WHAT IS BEING ASKED: Your copy of the lines below must match them exactly and contain no images.

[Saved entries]
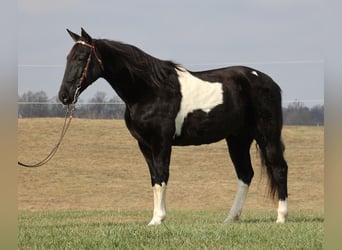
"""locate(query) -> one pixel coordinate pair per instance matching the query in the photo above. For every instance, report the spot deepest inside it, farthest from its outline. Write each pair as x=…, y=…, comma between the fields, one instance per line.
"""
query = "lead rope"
x=69, y=114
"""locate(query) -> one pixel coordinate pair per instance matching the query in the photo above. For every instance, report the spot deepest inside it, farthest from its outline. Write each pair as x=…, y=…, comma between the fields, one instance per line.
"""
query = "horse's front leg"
x=158, y=160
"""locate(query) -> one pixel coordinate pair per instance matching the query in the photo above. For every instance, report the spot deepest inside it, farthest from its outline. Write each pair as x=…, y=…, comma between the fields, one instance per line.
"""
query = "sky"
x=283, y=38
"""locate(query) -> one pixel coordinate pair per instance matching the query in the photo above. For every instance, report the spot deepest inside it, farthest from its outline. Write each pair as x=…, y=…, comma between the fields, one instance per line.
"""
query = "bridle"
x=71, y=108
x=86, y=68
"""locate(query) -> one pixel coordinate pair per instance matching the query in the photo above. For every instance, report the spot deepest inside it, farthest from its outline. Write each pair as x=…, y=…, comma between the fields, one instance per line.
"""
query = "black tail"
x=266, y=102
x=267, y=166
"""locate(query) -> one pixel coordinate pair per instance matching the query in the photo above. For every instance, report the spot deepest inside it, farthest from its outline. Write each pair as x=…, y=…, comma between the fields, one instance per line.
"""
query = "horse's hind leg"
x=239, y=153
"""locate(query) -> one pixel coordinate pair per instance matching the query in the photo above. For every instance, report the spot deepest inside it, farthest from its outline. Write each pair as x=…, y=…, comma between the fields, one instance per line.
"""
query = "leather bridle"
x=86, y=68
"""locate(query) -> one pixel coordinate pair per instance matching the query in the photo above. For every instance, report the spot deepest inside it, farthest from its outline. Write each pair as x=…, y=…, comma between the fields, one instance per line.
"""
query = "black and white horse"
x=167, y=105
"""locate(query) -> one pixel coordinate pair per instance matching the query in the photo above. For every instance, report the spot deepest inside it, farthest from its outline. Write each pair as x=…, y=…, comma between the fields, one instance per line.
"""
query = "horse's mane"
x=140, y=65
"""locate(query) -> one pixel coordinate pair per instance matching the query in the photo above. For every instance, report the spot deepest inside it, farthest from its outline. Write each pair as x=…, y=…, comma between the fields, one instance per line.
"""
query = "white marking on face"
x=282, y=211
x=255, y=73
x=159, y=211
x=240, y=197
x=196, y=94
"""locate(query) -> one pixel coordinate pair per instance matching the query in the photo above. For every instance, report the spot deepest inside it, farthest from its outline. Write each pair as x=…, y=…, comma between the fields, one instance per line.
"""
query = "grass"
x=96, y=194
x=185, y=230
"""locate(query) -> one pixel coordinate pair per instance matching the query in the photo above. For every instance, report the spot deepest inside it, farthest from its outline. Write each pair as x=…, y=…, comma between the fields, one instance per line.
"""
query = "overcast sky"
x=283, y=38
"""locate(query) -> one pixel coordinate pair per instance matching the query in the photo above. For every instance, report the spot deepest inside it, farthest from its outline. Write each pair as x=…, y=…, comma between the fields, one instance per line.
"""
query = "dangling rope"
x=68, y=117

RESULT OF THE EXERCISE:
"""locate(query) -> one pixel coordinate pair per instance matching the query in the photo above. For every instance, report the spot deepest inside it, farthest from its outline. Write each pair as x=…, y=…, comma between the fields, one instance per line.
"""
query = "lead rope"
x=69, y=114
"""locate(query) -> one pixel coordinate pair per instance matching the query in the photo above. For every instance, report the spot deepest inside it, farthest from its outline. Write each pair as x=…, y=…, comma between the fields, one instance per line.
"""
query = "horse's front leg"
x=158, y=160
"""locate(query) -> one pixel coordinate pair per instance matching the query in the photo above. For every instance, report the spot deepest inside it, farthest from its outline. Write each pair as x=…, y=…, comma between the fields, one instance per line.
"""
query = "sky"
x=283, y=38
"""locate(query) -> one pixel coordinate pair per instance matching the query in the photo above. For every instance, report the spot deepest inside it, farthest from its outline. Write each pair as x=…, y=…, comma between the fields, one instance per line.
"""
query = "bridle"
x=71, y=108
x=86, y=68
"""locate(query) -> one pixel coordinate pair per instance matching the query in the photo above. For every instance, report the spot deepest inside it, farthest from its outline. Write each pair as x=…, y=…, comma between the fields, one instance per line.
"""
query = "black tail"
x=266, y=102
x=267, y=166
"""locate(query) -> one pixel coordinate pair per instance matching the query in the photo above. For every instance, report the spot deepest inside it, farthest from its outline. Write each pair as x=…, y=…, comma between the fields, one instance per line.
"""
query = "horse's hind leg"
x=239, y=153
"""locate(query) -> one pixel coordinate pair per instance matching the query in the photo above. For every instance, report the spot deepest inside it, farthest from its outline. Write each pair as x=…, y=…, comma between the fields, one instance per line.
"""
query = "leather bridle"
x=86, y=68
"""locate(query) -> one pixel coordinate pair per instance matching the query in the photo above. For every instance, report the spot deepest inside it, farthest from its outline. Write each pair as x=…, y=…, comma between the fields, one instance per line.
"""
query = "black and white horse"
x=167, y=105
"""locate(query) -> one pixel coordinate pair per instance matching the query in the photo above. For every instance, report the spot deepest inside it, farthest from its outline. Write each pair as x=…, y=…, comma between the fields, one instance per line.
"""
query = "horse's mane"
x=140, y=65
"""locate(query) -> one pixel coordinate pair per instance matching the query in the photo above. For every instance, report the spot deepest inside it, farthest from its outline. Write each pair as x=…, y=…, comma between the fields, one instance per line.
"""
query = "white marking on face"
x=282, y=211
x=255, y=73
x=159, y=211
x=240, y=197
x=196, y=94
"""locate(query) -> one pixel coordinate pair per instance matching the query in the photo above. For every instance, report the spot deepest inside it, farthest from its outline. Write each pair as x=…, y=…, comma between the fields, one instance per line.
"""
query = "grass"
x=96, y=194
x=185, y=230
"""locate(query) -> one pixel coordinate pair per instance matching the query in the photo above. For every instance, report the spot deepest inside it, farthest from its outline. Write each pair as x=…, y=…, comma between the fields, one instance per line.
"""
query = "overcast sky"
x=283, y=38
"""locate(query) -> one pixel coordinate pair per instance matching the query in the photo above. For every instance, report the spot deepest inside it, farthest from its outline. Write each pair as x=…, y=…, comma between the fields, one instance per line.
"""
query = "dangling rope"
x=68, y=117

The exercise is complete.